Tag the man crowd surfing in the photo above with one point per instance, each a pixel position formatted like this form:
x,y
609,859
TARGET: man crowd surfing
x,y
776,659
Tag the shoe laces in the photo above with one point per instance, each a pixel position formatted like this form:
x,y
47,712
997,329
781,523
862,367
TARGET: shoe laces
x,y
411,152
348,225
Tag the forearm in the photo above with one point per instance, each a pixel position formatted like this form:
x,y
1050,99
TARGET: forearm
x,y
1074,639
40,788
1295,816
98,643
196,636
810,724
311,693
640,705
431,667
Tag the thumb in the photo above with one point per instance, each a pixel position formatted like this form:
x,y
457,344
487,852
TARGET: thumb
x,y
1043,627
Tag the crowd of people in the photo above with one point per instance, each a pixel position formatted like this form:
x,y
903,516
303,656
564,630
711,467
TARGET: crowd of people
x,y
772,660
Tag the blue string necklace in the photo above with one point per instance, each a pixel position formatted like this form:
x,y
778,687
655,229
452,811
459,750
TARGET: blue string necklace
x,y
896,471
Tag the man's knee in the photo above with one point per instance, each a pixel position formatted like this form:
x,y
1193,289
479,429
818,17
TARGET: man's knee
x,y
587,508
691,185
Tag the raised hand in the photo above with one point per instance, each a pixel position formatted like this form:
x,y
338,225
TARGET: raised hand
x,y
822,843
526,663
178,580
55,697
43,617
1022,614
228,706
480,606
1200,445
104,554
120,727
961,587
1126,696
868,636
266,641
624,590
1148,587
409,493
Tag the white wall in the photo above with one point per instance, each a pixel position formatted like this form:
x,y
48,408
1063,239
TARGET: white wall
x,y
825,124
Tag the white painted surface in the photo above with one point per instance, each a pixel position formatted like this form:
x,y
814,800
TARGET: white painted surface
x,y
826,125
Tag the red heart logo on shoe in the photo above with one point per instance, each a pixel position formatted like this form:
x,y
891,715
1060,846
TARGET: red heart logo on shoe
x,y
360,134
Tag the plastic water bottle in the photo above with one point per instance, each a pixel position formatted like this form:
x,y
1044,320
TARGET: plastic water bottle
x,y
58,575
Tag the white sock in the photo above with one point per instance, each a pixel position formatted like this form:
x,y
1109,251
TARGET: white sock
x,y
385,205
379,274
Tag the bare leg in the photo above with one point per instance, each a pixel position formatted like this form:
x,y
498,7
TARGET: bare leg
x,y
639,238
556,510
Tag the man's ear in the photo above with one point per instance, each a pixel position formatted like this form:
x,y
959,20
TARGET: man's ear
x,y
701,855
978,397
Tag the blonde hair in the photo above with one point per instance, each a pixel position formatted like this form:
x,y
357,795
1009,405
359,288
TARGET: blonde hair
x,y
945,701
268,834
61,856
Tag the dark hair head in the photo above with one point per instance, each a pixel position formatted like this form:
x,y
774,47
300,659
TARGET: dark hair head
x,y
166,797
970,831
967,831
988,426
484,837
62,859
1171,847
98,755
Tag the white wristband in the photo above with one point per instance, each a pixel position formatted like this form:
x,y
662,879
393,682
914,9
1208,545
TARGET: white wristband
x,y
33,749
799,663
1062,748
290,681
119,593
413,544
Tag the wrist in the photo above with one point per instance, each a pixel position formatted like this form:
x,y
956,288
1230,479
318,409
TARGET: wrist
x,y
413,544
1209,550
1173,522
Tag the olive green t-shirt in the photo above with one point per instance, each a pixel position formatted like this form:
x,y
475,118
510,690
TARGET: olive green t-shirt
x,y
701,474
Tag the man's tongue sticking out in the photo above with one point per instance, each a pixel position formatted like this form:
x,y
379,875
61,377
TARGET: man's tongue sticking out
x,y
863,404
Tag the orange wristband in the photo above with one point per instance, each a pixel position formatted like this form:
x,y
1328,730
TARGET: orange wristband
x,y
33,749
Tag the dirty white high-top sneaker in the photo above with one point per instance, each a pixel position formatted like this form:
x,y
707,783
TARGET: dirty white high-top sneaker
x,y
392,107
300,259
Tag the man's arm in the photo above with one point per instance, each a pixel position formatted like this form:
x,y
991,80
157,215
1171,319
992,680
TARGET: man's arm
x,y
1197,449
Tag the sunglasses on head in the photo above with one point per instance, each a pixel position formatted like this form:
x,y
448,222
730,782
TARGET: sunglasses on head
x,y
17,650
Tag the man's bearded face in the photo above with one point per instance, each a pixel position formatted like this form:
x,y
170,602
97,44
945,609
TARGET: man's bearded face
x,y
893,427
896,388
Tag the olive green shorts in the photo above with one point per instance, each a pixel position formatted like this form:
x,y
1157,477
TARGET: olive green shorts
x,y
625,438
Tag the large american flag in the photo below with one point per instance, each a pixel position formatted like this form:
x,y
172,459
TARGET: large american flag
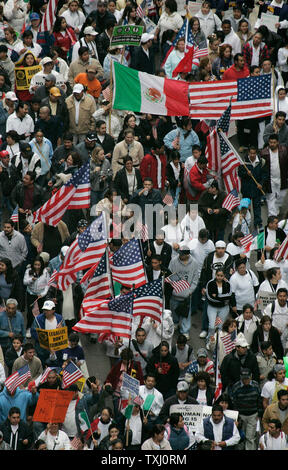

_Required work:_
A word-for-word reprint of the listing above is needed, minus the pictures.

_Solution:_
Tag the man crowd surfing in the photo above with one point per instance, each a pixel position formatted like this form:
x,y
609,859
TARGET: man crowd surfing
x,y
776,659
Tag the shoe laces in the photo above with one point per instance, each a pixel position formatted like this form:
x,y
47,712
997,329
781,523
862,367
TARGET: shoe laces
x,y
411,152
348,225
Tag the forearm in the photo above with one point per instance, each a pixel position formatted like this form:
x,y
1050,99
TARGET: forearm
x,y
1074,639
40,788
1295,816
98,643
196,636
810,724
311,693
640,705
431,667
Tag the thumb in the photo above with one point per instance, each a pixel position formatted like this form:
x,y
457,344
487,852
TARGET: thumb
x,y
1043,627
Tag the crowd of people in the photo above with one point per instance, each a pixel position formatted like this form:
x,y
903,516
303,656
564,630
711,467
TARGET: crowd of people
x,y
772,660
Tag the blue string necklace in the photo above with one point per instance, each a pixel position formatted like this form:
x,y
778,687
655,229
452,811
459,750
TARGET: blue string necklace
x,y
896,471
Tag the man's knee in the photo above with one point per instance, each a pixel position formatted like this form:
x,y
1193,289
479,429
818,17
TARGET: man's knee
x,y
587,508
691,185
Tag the raised hand in the photo above with one point per instance, each a pixel position formatted like this form:
x,y
338,225
TARGET: raised hand
x,y
822,843
526,663
178,580
55,697
43,617
1022,614
228,706
480,606
1200,445
104,554
120,727
961,587
1126,696
868,636
266,641
624,590
1148,587
409,493
Tag the white wall in the photo above with one point per instance, each a pixel position formatted like this form:
x,y
48,408
1063,239
TARGET: white wall
x,y
825,124
Tag the white painted surface in the photo above with one point per instance, each a pixel position formatted like this form:
x,y
814,800
TARGET: white painted surface
x,y
826,125
Tag the red heart logo on shoe in the photo above with one point per instance, each a pixel position formatted like this form:
x,y
891,715
1060,846
TARGET: red heart logo on shoe
x,y
360,134
Tag the plastic water bottle in the photo above with one point per instance, each a pixel position formatted like this form:
x,y
1044,320
TARGET: plastic water bottle
x,y
58,575
Tag the white sock in the photo above with one point per instance, each a pixel position formatted like this form:
x,y
1109,251
TARGET: white sock
x,y
385,205
379,274
Tag the bare leg in the photo above with one point per instance, each a pixel position formatted like this form:
x,y
498,7
TARGET: bare leg
x,y
639,238
556,510
Tag the man's ear in the photo above with one point per instance, each a pixel position formatted like this form:
x,y
959,20
TARGET: man's ear
x,y
701,855
978,397
Tag the blonde hair in the photo above with one point per instance, each a pixel position formatted like this form:
x,y
357,795
1009,405
359,288
TARGET: blonde hair
x,y
945,701
268,834
61,856
Tag the dark hair head in the photo above with one point per instance, each a pixel position formatted like this form:
x,y
774,47
300,659
TARGET: dark hair head
x,y
166,797
970,831
967,831
988,426
484,837
62,859
1171,847
98,755
Tag the white wristband in the photo above with one point per instance, each a pixel position formatted like this form:
x,y
662,879
393,682
914,9
1208,545
TARGET: white wristband
x,y
33,749
799,663
1062,748
290,681
119,593
413,544
Tag the wrist in the photo above with one point per instance, each a pixel position formatted like this form:
x,y
956,288
1230,479
318,409
TARGET: wrist
x,y
413,544
1209,550
1173,522
Tag the olive green t-shirt in the photo above with one point per instance, each a pixel position formatted like this form:
x,y
475,118
510,690
TARGET: olive green t-shirt
x,y
701,474
Tag the man's tongue sticking out in the photo above with one point per instance, each a pixel position formatted like this form:
x,y
379,875
61,377
TARGET: man's tongue sticking out
x,y
863,404
Tag the orange wristband in the photo above with one point per instance, each a pixel position formatted like this form:
x,y
1328,730
TARGET: orange wristband
x,y
33,749
Tag the dirty white high-top sneaker in the photo above with one point per instance, each a pixel position formatted like this form:
x,y
707,783
TARGET: dirty white high-top sneaker
x,y
392,107
300,259
Tag the man's arm in the photo above with one point per instance, each a pixel position formatted like this form:
x,y
991,80
157,215
1171,319
992,680
TARGET: man's arm
x,y
1197,449
Tag the sunglasses on head in the photo above with one point per instance, each a pixel position formatted like this form:
x,y
448,222
730,782
TARGET: sunglasses on head
x,y
17,650
Tag the man's bearded face in the photo above with one point per instance, each a pixel position formatted like this form:
x,y
170,602
97,44
945,609
TARGET: man's bearded face
x,y
893,427
896,388
Tag the olive green shorts in the photo above with one point per instance, each a pixel position formatted like this form:
x,y
1157,477
TARGET: olive green shorts
x,y
625,438
Tag the large american flag in the photo below with one point per instance, each a pixel position formatted like this form:
x,y
172,459
TARGET: large american flag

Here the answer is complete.